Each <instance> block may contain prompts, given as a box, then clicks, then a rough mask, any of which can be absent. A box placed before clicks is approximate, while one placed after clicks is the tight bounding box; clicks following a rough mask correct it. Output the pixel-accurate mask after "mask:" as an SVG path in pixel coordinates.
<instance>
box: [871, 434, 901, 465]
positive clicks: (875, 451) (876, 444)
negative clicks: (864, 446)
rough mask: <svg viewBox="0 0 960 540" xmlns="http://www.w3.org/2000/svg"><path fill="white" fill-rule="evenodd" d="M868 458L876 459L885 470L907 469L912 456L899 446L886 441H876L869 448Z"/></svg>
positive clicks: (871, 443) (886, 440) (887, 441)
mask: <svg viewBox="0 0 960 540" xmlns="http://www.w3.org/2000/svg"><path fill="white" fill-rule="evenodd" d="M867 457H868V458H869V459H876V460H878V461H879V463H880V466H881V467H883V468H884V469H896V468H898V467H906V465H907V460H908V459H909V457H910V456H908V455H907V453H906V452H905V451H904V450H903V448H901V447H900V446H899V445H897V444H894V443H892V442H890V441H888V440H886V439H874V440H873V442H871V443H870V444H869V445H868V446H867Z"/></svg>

TASK DIRECTIONS:
Go through the listing and write out each line exactly.

WRITTEN SOLUTION:
Each <instance> block may contain prompts, given as a box, then clicks, then a rough mask, any of which can be absent. A box placed before clicks is approximate, while one placed after clicks is the tight bounding box; clicks following a rough mask correct it. Output the pixel-accurate mask after "mask:" as an SVG path in pixel coordinates.
<instance>
box: [871, 434, 901, 465]
positive clicks: (875, 451) (876, 444)
negative clicks: (864, 446)
rough mask: <svg viewBox="0 0 960 540" xmlns="http://www.w3.org/2000/svg"><path fill="white" fill-rule="evenodd" d="M868 458L876 459L885 470L907 469L912 456L899 446L886 441H876L869 448Z"/></svg>
positive clicks: (871, 443) (886, 440) (887, 441)
mask: <svg viewBox="0 0 960 540" xmlns="http://www.w3.org/2000/svg"><path fill="white" fill-rule="evenodd" d="M867 457H868V458H869V459H876V460H878V461H879V463H880V466H881V467H883V468H884V469H896V468H898V467H906V465H907V460H908V459H909V457H910V456H908V455H907V453H906V452H905V451H904V450H903V448H901V447H900V446H899V445H897V444H894V443H892V442H890V441H888V440H886V439H874V440H873V442H871V443H870V444H869V445H868V446H867Z"/></svg>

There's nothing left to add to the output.